[Start of RECORDS PROVIDED]

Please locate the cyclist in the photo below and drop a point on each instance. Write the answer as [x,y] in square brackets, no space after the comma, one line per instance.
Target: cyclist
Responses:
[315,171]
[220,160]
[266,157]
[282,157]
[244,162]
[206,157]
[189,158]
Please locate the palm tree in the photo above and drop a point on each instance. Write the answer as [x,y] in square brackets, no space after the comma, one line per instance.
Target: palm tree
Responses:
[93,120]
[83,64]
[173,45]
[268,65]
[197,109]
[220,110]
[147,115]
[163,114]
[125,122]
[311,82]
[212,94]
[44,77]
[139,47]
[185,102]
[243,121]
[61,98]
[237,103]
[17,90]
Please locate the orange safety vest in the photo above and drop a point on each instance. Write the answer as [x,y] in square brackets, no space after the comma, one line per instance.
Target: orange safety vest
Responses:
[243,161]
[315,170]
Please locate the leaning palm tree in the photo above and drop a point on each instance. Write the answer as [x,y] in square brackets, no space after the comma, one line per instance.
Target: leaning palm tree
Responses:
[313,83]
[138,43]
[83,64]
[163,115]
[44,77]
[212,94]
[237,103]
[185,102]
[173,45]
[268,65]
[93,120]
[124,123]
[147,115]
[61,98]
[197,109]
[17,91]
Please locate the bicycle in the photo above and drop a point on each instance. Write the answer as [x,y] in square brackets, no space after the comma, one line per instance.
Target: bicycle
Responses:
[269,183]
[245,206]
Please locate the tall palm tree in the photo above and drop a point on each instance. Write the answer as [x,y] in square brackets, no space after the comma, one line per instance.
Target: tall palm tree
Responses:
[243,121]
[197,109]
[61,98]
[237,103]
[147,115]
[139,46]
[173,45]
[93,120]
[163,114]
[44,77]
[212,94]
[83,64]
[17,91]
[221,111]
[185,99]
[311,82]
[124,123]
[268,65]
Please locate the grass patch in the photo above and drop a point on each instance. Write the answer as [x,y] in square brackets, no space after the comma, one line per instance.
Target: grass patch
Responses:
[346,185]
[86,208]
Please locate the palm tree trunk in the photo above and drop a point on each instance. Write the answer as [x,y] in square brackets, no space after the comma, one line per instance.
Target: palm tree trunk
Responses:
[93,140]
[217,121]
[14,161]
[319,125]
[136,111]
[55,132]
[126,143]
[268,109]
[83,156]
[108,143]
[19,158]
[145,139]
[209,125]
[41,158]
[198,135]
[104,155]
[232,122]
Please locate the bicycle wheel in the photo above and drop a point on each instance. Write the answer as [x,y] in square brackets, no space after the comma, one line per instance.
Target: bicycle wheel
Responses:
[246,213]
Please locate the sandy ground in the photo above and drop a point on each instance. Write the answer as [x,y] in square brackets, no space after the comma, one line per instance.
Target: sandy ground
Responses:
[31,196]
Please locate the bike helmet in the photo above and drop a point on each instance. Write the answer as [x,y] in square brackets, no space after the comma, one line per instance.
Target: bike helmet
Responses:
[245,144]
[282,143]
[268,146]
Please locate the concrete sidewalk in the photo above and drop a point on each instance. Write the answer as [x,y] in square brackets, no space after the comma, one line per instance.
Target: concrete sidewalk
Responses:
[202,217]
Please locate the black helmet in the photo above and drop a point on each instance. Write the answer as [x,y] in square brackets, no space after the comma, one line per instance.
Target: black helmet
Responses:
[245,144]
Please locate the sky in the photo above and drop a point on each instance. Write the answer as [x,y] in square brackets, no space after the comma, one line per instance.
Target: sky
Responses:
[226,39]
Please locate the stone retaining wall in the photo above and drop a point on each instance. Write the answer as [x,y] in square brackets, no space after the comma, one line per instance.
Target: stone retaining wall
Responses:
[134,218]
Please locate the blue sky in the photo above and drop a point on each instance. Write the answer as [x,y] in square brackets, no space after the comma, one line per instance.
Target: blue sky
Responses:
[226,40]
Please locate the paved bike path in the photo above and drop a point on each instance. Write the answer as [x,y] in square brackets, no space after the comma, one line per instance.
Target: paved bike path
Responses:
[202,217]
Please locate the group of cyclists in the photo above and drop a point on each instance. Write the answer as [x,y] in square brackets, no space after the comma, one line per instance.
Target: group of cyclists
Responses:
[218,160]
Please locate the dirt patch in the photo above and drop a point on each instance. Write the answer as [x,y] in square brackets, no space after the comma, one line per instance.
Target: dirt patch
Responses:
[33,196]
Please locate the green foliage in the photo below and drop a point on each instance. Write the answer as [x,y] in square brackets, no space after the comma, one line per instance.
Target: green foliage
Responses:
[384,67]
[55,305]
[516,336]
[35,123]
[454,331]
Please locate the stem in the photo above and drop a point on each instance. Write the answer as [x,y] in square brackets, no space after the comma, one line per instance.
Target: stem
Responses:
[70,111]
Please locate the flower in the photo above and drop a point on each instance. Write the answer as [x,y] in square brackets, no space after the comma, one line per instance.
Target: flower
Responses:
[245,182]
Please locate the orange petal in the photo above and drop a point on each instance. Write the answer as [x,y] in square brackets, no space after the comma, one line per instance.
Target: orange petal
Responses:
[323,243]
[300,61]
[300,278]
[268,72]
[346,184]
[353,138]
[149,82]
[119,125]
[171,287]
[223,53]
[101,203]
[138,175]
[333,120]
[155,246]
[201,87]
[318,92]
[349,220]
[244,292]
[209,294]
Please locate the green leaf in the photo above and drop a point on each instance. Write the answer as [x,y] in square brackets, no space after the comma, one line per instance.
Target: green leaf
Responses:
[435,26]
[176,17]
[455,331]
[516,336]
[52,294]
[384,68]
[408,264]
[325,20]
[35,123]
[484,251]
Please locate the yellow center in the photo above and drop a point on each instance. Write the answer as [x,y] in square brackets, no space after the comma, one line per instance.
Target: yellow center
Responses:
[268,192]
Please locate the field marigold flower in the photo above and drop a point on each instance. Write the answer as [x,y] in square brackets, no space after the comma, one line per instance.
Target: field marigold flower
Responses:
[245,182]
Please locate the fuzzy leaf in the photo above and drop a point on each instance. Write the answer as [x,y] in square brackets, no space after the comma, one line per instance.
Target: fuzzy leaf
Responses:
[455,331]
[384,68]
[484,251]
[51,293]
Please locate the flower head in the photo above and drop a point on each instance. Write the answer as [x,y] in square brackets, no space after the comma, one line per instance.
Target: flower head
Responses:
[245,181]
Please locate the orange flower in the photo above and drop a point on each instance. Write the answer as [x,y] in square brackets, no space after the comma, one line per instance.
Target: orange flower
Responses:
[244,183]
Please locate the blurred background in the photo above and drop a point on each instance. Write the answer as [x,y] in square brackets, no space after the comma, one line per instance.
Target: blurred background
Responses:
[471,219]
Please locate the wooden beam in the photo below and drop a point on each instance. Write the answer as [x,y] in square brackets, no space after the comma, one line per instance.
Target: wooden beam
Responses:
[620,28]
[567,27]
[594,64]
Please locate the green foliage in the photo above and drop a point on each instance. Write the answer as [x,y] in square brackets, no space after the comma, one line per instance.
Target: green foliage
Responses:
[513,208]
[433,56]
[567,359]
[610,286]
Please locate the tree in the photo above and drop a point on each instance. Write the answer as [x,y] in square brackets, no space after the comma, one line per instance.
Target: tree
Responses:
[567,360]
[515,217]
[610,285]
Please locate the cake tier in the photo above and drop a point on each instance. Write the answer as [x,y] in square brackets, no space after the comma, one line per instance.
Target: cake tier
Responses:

[End of RECORDS PROVIDED]

> **TASK INSTRUCTIONS**
Write out all of the entries above again, line for line and without any change.

> **OUTPUT FOR THIS TASK**
Please locate the cyclist in the photo below and drop a point on each instance. Write the answer as [x,y] in square brackets, no space after the comma, one line per instance.
Target: cyclist
Responses:
[315,171]
[220,160]
[266,157]
[282,157]
[244,162]
[206,157]
[189,158]
Please locate the palm tree in the photo above and drop a point on each instance. Write the answer as [x,y] in square brackets, no space after the comma, one line per instance.
Target: palm tree
Responses:
[93,120]
[83,64]
[173,45]
[268,65]
[197,109]
[220,110]
[147,115]
[163,114]
[125,122]
[311,82]
[212,94]
[44,77]
[139,47]
[185,102]
[243,121]
[61,98]
[237,103]
[17,90]
Please locate the orange safety vest in the photo above and drop a point on each instance. Write the answer as [x,y] in square brackets, no space after the comma, one line per instance.
Target: orange safety vest
Responses:
[243,161]
[315,170]
Please locate the leaning palm tree in the photo above and drop a point on each instance. Write the answer as [x,y] in square brackets, no space after the comma, one line per instance.
Target: leaning palm tree
Responses:
[313,83]
[138,43]
[83,64]
[163,115]
[44,77]
[212,94]
[237,103]
[185,102]
[173,45]
[268,65]
[93,120]
[124,123]
[147,115]
[61,98]
[197,109]
[17,91]
Please locate the bicycle in the photo above and drop a point on each instance. Write the answer as [x,y] in square brackets, no space after the comma, one line per instance.
Target: bicycle
Responses:
[269,183]
[245,206]
Please locate the tall palm tree in the photo above and drop a point on each instance. Write the answer as [x,y] in square brackets, no space after the comma, one line per instance.
Target: tall palm tree
Responses:
[243,121]
[197,109]
[61,98]
[237,103]
[147,115]
[139,46]
[173,45]
[93,120]
[163,114]
[44,77]
[212,94]
[83,64]
[17,91]
[221,111]
[185,99]
[311,82]
[124,123]
[268,65]
Please locate the grass patch in the photo above and drop a point on each instance. Write the answer as [x,y] in square brackets, no space after the comma, one line per instance.
Target: grass patch
Responses:
[346,185]
[86,208]
Please locate the palm tree trunk in the photo above and drop a point on each instance. Write the answer as [x,y] in square brackets, no space after the comma, one line per instance.
Target: palm tree trunk
Responses:
[93,140]
[217,121]
[14,161]
[319,125]
[136,111]
[55,132]
[126,143]
[268,109]
[83,156]
[108,143]
[19,158]
[145,139]
[209,125]
[41,158]
[198,135]
[104,155]
[232,122]
Please locate the bicycle wheel in the photo above and drop a point on each instance. Write the answer as [x,y] in square brackets, no space after the comma, one line per instance.
Target: bicycle wheel
Responses:
[246,213]
Please locate the sandy ground in the photo above and drop a point on each instance. Write the answer as [x,y] in square brackets, no space after the comma, one line per instance.
Target: sandy ground
Responses:
[31,196]
Please locate the bike helmet in the photo above and drop a point on each instance. Write the answer as [x,y] in square brackets, no space after the comma, one line per instance.
Target: bike helmet
Responses:
[245,144]
[282,143]
[268,146]
Please locate the concrete sidewalk in the photo above and drop a point on each instance. Write the answer as [x,y] in square brackets, no space after the comma, one line per instance.
Target: concrete sidewalk
Responses:
[202,217]
Please locate the black helmet in the photo above and drop a point on each instance. Write the answer as [x,y] in square brackets, no space after the comma, one line per instance.
Target: black helmet
Responses:
[245,144]
Please locate the sky in the photo above and drop a point on each instance. Write the answer as [x,y] in square brackets, no space after the comma, one line per instance.
Target: sky
Responses:
[226,39]
Please locate the stone retaining wall in the photo above and drop a point on each instance. Write the answer as [x,y] in square brackets, no space after the comma, one line per instance.
Target: stone retaining wall
Responses:
[134,218]
Please locate the blue sky in the photo above and drop a point on each instance. Write the answer as [x,y] in square brackets, no space after the comma, one line per instance.
Target: blue sky
Responses:
[226,40]
Please locate the paved bike path in the photo above and drop a point on each instance. Write the answer as [x,y] in square brackets, no space after the comma, one line per instance.
Target: paved bike path
Responses:
[202,217]
Please locate the group of cyclists in the photo above and drop a point on each instance. Write the answer as [x,y] in square brackets, no space after the comma, one line per instance.
Target: group of cyclists
Responses:
[218,160]
Please locate the dirt patch in the photo above and drop a point on each instance. Write the answer as [x,y] in square brackets, no space after the comma, one line per instance.
Target: dirt patch
Responses:
[33,196]
Please locate the green foliage in the photo below and drop a point on each instance. Write the answer as [x,y] in square brackets, no space after the comma, one line per instance.
Target: green foliage
Responses:
[384,67]
[55,305]
[516,336]
[35,123]
[454,331]
Please locate the stem in the photo above and drop a point on each instance. Write the answer as [x,y] in square brackets, no space after the comma, one line per instance.
Target: stem
Responses:
[70,111]
Please locate the flower in the photo above and drop a point on each instance. Write the answer as [x,y] in square brackets, no space after the comma, one line per instance.
Target: flower
Responses:
[245,182]
Please locate the orange petal in the photo above and drop a point on each instance. Write the answer as [x,y] in square brackets, no space after the comma, one line per instance.
Target: orange petal
Responses:
[323,243]
[300,61]
[300,278]
[268,72]
[346,184]
[353,138]
[149,82]
[119,125]
[171,287]
[223,53]
[101,203]
[138,175]
[333,120]
[155,246]
[201,87]
[318,92]
[349,220]
[244,292]
[209,294]
Please locate the green leaf in the photo above and drop a point on each instance. Write the answer as [x,y] in square brackets, no space after the comma, one line per instance.
Target: green leaf
Responses:
[435,26]
[176,17]
[455,331]
[516,336]
[52,294]
[384,68]
[408,264]
[325,20]
[35,123]
[484,251]
Please locate the yellow center in the photo above and drop a point on each instance. Write the answer as [x,y] in square brackets, no space after the comma, one line per instance.
Target: yellow center
Responses:
[268,192]
Please locate the field marigold flower in the photo above and drop a point on each instance. Write the answer as [x,y] in square brackets, no space after the comma, one line per instance.
Target: field marigold flower
Responses:
[245,182]
Please locate the fuzzy leaf in the photo above and drop a point on each instance. Write the answer as [x,y] in square brackets, no space after the comma, one line per instance.
Target: fuzzy leaf
Responses:
[455,331]
[384,68]
[484,251]
[51,293]
Please locate the flower head in the photo above and drop a point on each instance. Write the answer as [x,y] in square brackets, no space after the comma, one line per instance.
Target: flower head
Responses:
[245,181]
Please locate the orange flower in the photo above and drop a point on each instance. Write the answer as [x,y] in square brackets, no space after the comma, one line per instance.
Target: orange flower
Responses:
[244,183]
Please locate the blurred background in the photo above and drop a point on each instance. Write the answer as [x,y] in square brackets, no space after the comma, one line per instance.
Target: blurred background
Responses:
[471,219]
Please locate the wooden beam in the photo below and drop a point on each instance. Write the answer as [x,y] in square brackets, no space after the comma, one line per instance.
Target: wooden beam
Responses:
[620,28]
[567,27]
[594,64]
Please locate the green foliage in the photo above and drop a point on each instance. Write the answer as [x,y] in square brackets, no space after the comma, one line per instance.
Target: green foliage
Responses:
[513,208]
[433,56]
[567,359]
[610,286]
Please locate the tree in the photo above and drop a point on each instance. Write the answer as [x,y] in square brackets, no space after the comma, one line per instance.
Target: tree
Responses:
[567,360]
[515,217]
[610,285]
Please locate the cake tier in the photo above and drop a point on each instance. Write the answer as [x,y] in square brackets, no space after the comma, one line per instance.
Target: cake tier
Responses:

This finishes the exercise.